### Task requirements
Exactly the lines from the one that holds "Phrase: wooden bookshelf" to the end of the data below: retype these and nothing else.

»»

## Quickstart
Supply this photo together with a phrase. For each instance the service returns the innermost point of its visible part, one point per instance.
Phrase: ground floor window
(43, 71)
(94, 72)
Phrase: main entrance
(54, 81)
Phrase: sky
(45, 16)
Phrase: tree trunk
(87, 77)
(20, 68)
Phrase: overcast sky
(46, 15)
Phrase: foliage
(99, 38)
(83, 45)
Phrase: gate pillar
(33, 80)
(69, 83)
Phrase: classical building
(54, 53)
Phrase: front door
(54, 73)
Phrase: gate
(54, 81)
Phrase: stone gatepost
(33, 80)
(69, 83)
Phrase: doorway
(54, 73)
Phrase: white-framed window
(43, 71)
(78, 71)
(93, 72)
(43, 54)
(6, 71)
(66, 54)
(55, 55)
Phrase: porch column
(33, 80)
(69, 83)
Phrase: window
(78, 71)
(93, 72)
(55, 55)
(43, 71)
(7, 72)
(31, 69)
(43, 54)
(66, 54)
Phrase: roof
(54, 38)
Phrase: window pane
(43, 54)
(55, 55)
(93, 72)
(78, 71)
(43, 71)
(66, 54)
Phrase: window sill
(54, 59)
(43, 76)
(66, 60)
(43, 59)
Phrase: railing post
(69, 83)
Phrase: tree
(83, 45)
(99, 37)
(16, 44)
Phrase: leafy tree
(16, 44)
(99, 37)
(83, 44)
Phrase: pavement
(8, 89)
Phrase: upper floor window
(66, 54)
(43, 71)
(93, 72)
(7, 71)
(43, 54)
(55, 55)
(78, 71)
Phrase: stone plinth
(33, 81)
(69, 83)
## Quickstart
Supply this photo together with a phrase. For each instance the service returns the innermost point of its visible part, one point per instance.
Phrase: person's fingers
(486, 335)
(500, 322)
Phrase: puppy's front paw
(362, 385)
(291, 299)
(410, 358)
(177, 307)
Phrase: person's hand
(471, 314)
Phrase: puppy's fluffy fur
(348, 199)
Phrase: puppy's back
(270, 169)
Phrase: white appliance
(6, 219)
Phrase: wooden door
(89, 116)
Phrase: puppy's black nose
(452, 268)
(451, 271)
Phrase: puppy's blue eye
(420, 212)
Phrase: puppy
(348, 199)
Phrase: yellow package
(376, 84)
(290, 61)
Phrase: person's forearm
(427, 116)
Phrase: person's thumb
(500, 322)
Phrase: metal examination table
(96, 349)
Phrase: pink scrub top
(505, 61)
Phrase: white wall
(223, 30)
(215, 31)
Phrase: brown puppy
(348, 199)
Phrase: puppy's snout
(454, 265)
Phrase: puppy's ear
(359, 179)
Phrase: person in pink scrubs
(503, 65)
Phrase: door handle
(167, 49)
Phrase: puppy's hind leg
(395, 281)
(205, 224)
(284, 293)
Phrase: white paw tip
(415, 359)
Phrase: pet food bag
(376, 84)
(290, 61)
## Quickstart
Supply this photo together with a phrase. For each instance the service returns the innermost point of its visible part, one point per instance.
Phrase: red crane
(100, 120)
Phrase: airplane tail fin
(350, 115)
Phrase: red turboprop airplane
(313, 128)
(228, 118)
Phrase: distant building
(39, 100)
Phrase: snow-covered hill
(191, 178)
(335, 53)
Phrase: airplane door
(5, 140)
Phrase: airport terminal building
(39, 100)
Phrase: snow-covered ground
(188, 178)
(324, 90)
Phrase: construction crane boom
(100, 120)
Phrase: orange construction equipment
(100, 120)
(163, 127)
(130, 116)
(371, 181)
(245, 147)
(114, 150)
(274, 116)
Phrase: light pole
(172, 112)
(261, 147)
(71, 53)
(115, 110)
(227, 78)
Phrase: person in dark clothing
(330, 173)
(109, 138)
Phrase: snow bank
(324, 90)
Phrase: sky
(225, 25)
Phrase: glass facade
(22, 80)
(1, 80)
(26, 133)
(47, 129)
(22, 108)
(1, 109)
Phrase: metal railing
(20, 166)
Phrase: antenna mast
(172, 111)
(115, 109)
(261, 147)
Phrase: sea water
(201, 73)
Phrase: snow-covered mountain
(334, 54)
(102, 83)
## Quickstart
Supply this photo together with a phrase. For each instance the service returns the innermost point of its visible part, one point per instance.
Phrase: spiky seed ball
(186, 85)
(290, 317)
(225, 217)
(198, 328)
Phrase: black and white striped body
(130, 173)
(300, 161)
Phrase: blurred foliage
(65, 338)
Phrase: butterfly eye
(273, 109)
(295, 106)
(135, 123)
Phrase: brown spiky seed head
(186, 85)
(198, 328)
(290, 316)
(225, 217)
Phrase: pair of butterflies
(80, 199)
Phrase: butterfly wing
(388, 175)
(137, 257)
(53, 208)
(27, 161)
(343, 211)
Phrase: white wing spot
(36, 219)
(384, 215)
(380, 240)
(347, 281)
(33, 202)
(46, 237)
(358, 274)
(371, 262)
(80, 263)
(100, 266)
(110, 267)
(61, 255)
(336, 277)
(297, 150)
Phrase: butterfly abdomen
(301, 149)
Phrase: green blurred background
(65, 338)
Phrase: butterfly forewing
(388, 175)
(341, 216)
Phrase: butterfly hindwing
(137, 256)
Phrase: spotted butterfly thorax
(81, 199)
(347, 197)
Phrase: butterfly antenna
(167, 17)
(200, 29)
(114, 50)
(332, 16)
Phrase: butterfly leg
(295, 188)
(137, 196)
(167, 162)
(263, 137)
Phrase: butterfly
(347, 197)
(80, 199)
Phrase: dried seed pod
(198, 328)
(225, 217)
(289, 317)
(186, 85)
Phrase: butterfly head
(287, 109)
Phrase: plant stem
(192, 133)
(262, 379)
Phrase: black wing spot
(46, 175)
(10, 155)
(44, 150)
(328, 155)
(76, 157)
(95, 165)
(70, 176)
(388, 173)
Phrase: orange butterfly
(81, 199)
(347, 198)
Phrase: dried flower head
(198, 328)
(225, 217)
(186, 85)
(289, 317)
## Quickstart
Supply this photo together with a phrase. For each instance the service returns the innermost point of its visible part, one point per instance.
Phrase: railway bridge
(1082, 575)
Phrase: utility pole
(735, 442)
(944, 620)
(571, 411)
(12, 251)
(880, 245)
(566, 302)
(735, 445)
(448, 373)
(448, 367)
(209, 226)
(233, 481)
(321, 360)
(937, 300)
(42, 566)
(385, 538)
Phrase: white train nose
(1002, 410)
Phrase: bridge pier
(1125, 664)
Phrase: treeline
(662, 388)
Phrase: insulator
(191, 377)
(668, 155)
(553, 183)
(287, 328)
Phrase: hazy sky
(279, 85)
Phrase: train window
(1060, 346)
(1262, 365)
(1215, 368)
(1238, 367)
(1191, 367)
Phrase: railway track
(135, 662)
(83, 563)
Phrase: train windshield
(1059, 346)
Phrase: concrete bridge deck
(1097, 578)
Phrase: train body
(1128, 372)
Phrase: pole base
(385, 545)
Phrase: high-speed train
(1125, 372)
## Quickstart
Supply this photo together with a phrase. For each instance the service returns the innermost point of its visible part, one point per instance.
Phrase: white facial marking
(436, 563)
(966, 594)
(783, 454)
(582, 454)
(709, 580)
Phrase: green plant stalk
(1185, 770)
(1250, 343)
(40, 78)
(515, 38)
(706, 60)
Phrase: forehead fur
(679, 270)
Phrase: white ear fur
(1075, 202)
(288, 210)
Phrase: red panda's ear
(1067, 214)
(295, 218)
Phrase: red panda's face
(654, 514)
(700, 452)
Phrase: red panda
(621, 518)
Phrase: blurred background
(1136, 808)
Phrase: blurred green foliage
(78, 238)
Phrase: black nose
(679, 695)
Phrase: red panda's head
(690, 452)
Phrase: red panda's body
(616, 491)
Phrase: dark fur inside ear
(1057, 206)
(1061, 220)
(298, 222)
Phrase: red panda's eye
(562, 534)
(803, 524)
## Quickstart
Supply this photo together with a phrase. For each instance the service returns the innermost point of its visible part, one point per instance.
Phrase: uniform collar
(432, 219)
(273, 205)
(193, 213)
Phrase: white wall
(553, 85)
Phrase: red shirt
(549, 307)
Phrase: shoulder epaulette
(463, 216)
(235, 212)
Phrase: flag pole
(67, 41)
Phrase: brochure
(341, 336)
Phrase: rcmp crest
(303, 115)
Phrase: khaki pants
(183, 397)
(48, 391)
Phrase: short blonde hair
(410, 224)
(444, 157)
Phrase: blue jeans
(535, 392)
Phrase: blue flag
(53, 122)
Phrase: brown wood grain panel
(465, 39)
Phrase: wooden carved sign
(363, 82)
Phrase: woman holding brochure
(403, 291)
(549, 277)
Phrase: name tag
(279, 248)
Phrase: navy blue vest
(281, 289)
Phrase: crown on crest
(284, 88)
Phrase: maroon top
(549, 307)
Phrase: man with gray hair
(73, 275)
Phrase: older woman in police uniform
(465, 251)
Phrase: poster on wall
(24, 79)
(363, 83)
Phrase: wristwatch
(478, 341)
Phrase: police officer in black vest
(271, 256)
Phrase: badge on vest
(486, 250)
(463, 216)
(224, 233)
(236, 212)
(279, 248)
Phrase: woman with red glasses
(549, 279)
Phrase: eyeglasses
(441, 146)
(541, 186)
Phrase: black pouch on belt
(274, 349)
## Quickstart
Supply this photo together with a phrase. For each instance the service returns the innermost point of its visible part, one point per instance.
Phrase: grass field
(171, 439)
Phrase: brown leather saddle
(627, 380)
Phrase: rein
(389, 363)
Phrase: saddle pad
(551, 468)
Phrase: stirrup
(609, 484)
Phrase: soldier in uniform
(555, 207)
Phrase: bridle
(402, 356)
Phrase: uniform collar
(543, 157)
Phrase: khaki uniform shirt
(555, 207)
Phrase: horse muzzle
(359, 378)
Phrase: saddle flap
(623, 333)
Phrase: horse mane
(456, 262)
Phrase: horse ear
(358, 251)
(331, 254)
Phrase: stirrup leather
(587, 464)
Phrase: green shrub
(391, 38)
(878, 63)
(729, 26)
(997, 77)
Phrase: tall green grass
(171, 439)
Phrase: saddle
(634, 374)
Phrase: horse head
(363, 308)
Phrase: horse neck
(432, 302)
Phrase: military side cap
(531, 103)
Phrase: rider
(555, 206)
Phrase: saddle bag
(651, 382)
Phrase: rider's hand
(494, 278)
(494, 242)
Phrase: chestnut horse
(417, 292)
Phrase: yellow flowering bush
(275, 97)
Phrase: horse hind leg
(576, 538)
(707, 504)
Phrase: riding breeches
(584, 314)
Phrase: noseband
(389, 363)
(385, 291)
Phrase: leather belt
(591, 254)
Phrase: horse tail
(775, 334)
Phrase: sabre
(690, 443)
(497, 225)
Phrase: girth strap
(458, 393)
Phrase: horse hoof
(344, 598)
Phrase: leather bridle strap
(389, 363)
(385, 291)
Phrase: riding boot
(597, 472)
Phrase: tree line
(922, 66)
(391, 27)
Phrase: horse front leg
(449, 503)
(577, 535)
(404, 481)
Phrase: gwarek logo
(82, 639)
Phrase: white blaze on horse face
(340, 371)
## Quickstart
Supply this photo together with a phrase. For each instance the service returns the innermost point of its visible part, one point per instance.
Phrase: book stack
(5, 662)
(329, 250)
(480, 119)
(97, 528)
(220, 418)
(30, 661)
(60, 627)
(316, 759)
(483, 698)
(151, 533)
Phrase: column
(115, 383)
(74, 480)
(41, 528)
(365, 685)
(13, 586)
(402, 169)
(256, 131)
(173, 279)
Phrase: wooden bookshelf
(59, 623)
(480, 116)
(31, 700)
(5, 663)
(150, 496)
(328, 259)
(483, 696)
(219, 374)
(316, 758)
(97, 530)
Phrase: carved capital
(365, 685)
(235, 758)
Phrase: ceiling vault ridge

««

### Expected answer
Phrase: wooden bookshelf
(59, 623)
(480, 116)
(31, 700)
(5, 663)
(150, 496)
(328, 259)
(483, 696)
(219, 374)
(316, 758)
(97, 530)
Phrase: carved capital
(365, 685)
(235, 758)
Phrase: ceiling vault ridge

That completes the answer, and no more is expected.